Set down, word for word, the stretch of the passage below on Obama's Middle East policy starting at "In addition, Mr." and ending at "Occupied West Bank.".

## Selected passage
━━━━━━━━━━━━━━━━━━━━━━━━━━━━━━

In addition, Mr. Obama signaled another departure from former Pres. George W. Bush, mentioning the Arab League peace initiative, which would offer Israel normalized relations in return for a full withdrawal from the Occupied Territories and a just resolution for Palestinian refugees. The Bush administration had backed Israel’s rejection of the offer and its expansion of settlements in the Occupied West Bank.

“I should add that the Arab peace initiative contains constructive elements that could help advance these efforts. Now is the time for Arab states to act on the initiative’s promise by supporting the Palestinian government under President Abbas and Prime Minister Fayyad, taking steps towards normalizing relations with Israel, and by standing up to extremism that threatens us all.”

One observer however considers the new Obama Middle East policy to be little more than a warmed-over version of the Bush policy. “It’s approximately the Bush position,” said acclaimed Middle East expert Dr. Noam Chomsky, professor of linguistics at the Massachusetts Institute of Technology for more than 50 years during an appearance on Pacifica Radio’s “Democracy Now!”

“(President Obama) began by saying that Israel, like any democracy, has a right to defend itself. That’s true, but there’s a gap in the reasoning. It has a right to defend itself. It doesn’t follow that it has a right to defend itself by force. So we might agree, say, that, you know, the British army in the United States in the colonies in 1776 had a right to defend itself from the terror of George Washington’s armies, which was quite real, but it didn’t follow they had a right to defend themselves by force, because they had no right to be here. So, yes, they had a right to defend themselves, and they had a way to do it–namely, leave. Same with the Nazis defending themselves against the terror of the partisans. They have no right to do it by force.”

In his inaugural address, Mr. Obama reached out directly to the Muslim world and possible opponents on the global stage. “To the Muslim world, we seek a new way forward, based on mutual interest and mutual respect.To those leaders around the globe who seek to sow conflict, or blame their society’s ills on the West–know that your people will judge you on what you can build, not what you destroy.To those who cling to power through corruption and deceit and the silencing of dissent, know that you are on the wrong side of history; but that we will extend a hand if you are willing to unclench your fist.”

━━━━━━━━━━━━━━━━━━━━━━━━━━━━━━

## Dataset content

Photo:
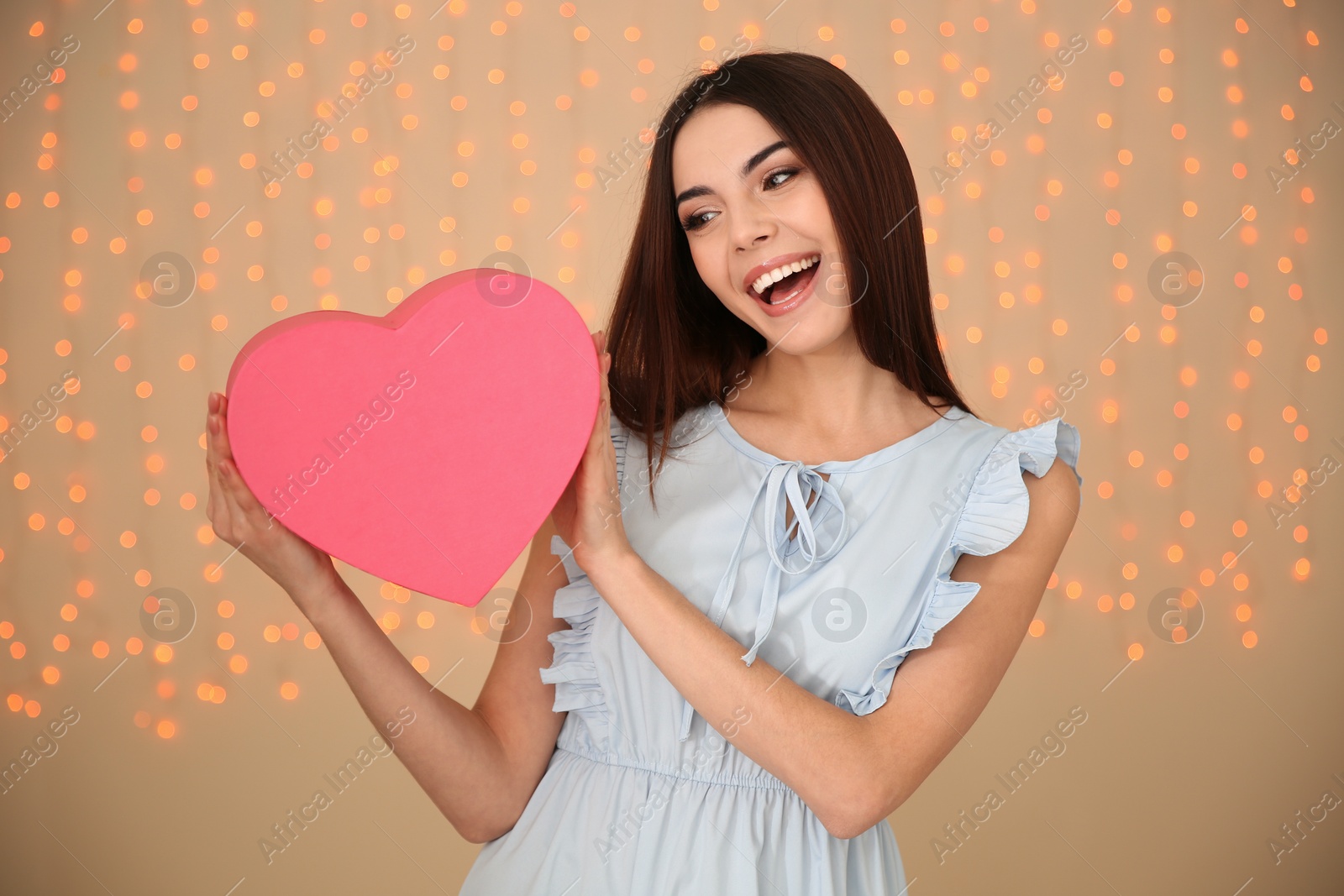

━━━━━━━━━━━━━━━━━━━━━━━━━━━━━━

## Output for this task
In addition, Mr. Obama signaled another departure from former Pres. George W. Bush, mentioning the Arab League peace initiative, which would offer Israel normalized relations in return for a full withdrawal from the Occupied Territories and a just resolution for Palestinian refugees. The Bush administration had backed Israel’s rejection of the offer and its expansion of settlements in the Occupied West Bank.